• **Work instructions**
Scan the data. Collect each line that contains the word "bowl".

• **Recorded information**

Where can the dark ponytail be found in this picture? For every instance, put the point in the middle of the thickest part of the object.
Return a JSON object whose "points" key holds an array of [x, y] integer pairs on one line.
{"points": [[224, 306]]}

---

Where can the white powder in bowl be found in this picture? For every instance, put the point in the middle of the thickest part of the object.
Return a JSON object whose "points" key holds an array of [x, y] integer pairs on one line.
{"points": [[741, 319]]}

==

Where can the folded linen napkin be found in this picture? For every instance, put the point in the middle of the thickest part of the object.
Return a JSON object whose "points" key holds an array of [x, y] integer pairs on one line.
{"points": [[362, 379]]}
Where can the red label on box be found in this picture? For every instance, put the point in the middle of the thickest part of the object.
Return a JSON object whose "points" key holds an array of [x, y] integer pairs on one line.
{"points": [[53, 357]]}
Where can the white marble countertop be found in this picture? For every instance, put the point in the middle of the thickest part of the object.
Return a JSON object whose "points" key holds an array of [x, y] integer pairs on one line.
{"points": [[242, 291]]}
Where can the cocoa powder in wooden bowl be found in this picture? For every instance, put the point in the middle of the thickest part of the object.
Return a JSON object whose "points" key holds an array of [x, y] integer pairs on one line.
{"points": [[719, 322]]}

• **Response to the exercise**
Where can the white powder in bowl be found in this picture? For every instance, put the point in the middle of the thickest part of the object.
Where can the cocoa powder in wooden bowl be found in this picture? For every instance, put the point in the middle of the thickest part of the object.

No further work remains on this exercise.